The Rock used securitisation to raise much of the money it needed to lend to house buyers, but the money had gone. It couldn’t raise any more money, and it looked like it couldn’t meet its commitments to lend or even repay the deposits people were queuing to withdraw. The Treasury and the Bank of England had to lend the Rock £27bn, and they wanted it back quickly.
Money, to be precise, commercial money, the practical money we all need to use, is created by banks and not by central banks. When banks lend, they create assets and liabilities on their balance sheets - they create deposit accounts which they owe to their customers. Their customers can spend the money in those deposit accounts.
Some banks lend more than their customers want to keep deposits with them. Others find they can’t lend money out as fast as customers lend them the deposit money. The latter have to lend to the former to make the system balance (plumbing).
Basel I rules and its interaction with securitisation provided banks with a major opportunity to create more money. The Basel I rules were revised into Basel II before the crisis, but its implementation was not yet complete. These revisions meant each pound of equity could support more and more lending, leading to more money creation.
Basel I and securitisation, and then Basel II made it straightforward to increase leverage - simply lend more money to create more money. The UK banking system created new money equal to 10% of GDP, £120bn, and lent it all to homeowners.

▸ **Data section**:
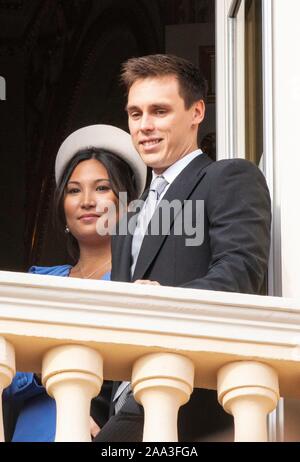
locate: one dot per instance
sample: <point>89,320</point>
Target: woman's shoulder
<point>60,270</point>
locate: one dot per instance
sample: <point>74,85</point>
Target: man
<point>165,107</point>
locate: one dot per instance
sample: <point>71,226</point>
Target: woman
<point>93,166</point>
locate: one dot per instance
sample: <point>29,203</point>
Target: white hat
<point>106,137</point>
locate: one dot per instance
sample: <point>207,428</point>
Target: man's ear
<point>198,112</point>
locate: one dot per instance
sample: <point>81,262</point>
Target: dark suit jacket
<point>232,257</point>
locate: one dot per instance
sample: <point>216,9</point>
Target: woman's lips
<point>88,218</point>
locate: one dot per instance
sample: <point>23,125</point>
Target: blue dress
<point>37,418</point>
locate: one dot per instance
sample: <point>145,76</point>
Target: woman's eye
<point>134,115</point>
<point>103,188</point>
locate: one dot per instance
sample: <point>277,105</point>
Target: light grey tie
<point>157,187</point>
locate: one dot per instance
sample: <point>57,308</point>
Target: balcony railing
<point>165,340</point>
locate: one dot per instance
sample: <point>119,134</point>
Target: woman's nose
<point>88,200</point>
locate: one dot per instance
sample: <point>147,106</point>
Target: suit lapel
<point>121,248</point>
<point>179,190</point>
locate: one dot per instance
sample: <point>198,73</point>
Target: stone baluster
<point>7,372</point>
<point>162,382</point>
<point>249,391</point>
<point>72,375</point>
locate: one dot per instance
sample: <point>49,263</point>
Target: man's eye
<point>134,115</point>
<point>103,188</point>
<point>160,111</point>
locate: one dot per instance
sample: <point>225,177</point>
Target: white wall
<point>286,84</point>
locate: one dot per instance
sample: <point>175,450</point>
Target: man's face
<point>162,129</point>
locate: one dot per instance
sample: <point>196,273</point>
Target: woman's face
<point>88,195</point>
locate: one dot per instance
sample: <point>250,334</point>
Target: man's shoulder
<point>233,166</point>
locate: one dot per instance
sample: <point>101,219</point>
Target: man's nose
<point>146,123</point>
<point>88,199</point>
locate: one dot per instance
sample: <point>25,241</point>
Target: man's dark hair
<point>192,84</point>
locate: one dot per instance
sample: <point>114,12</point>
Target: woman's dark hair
<point>121,178</point>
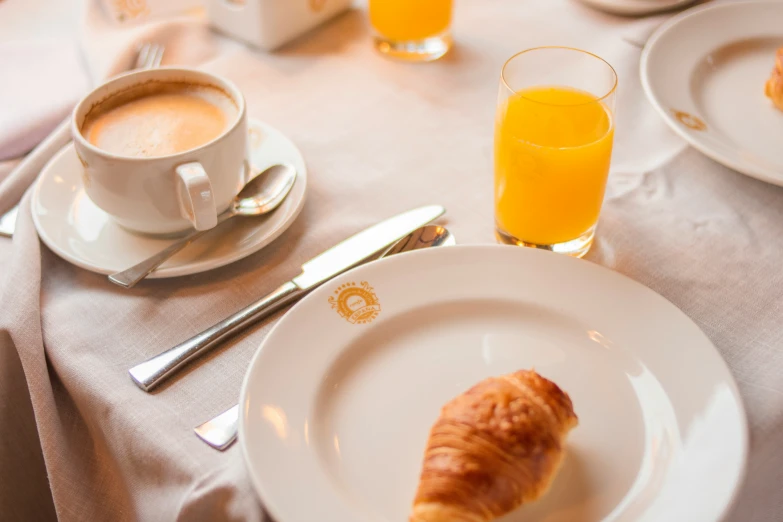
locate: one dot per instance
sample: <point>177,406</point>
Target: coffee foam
<point>159,118</point>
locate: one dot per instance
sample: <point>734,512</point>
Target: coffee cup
<point>163,150</point>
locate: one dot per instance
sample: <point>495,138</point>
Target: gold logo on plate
<point>316,5</point>
<point>356,304</point>
<point>689,120</point>
<point>131,8</point>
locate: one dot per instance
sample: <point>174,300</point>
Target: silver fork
<point>150,56</point>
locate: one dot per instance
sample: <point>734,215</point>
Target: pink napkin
<point>42,81</point>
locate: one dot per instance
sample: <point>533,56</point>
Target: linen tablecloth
<point>79,441</point>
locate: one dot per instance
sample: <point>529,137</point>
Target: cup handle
<point>196,198</point>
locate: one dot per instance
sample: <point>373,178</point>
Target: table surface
<point>80,442</point>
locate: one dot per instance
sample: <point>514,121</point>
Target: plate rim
<point>752,170</point>
<point>198,267</point>
<point>271,505</point>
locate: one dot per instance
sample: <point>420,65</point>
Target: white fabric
<point>42,81</point>
<point>83,443</point>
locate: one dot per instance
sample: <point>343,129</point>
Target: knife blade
<point>341,257</point>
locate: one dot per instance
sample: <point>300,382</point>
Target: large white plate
<point>335,414</point>
<point>705,72</point>
<point>74,228</point>
<point>636,7</point>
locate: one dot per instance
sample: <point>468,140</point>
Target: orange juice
<point>410,20</point>
<point>552,151</point>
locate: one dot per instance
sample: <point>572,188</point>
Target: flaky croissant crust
<point>493,448</point>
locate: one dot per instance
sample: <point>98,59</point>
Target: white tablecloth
<point>80,442</point>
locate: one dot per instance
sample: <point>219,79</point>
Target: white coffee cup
<point>165,194</point>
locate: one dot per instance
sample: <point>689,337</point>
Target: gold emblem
<point>316,5</point>
<point>356,304</point>
<point>689,120</point>
<point>131,8</point>
<point>255,137</point>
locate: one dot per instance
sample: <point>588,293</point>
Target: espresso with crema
<point>159,119</point>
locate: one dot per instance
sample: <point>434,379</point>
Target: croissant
<point>774,87</point>
<point>493,448</point>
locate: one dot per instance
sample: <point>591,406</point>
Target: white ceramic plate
<point>705,71</point>
<point>70,224</point>
<point>636,7</point>
<point>335,414</point>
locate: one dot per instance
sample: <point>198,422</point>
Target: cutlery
<point>261,195</point>
<point>221,431</point>
<point>8,222</point>
<point>149,56</point>
<point>351,252</point>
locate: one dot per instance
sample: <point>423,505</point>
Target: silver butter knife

▸ **Task set**:
a - Rewrite the part of the banking text that begins at "Basel I rules and" and stops after "all to homeowners.", replacing "equity" with "capital".
b - In the banking text, why do some banks have to lend to other banks?
The entries are not needed here.

▸ **Solutions to the exercise**:
a -
Basel I rules and its interaction with securitisation provided banks with a major opportunity to create more money. The Basel I rules were revised into Basel II before the crisis, but its implementation was not yet complete. These revisions meant each pound of capital could support more and more lending, leading to more money creation.
Basel I and securitisation, and then Basel II made it straightforward to increase leverage - simply lend more money to create more money. The UK banking system created new money equal to 10% of GDP, £120bn, and lent it all to homeowners.

b - Some banks lend more than their customers want to keep on deposit with them, while others can't lend money out as fast as customers deposit it. The banks with surplus deposits have to lend to the banks that are short so that the system balances.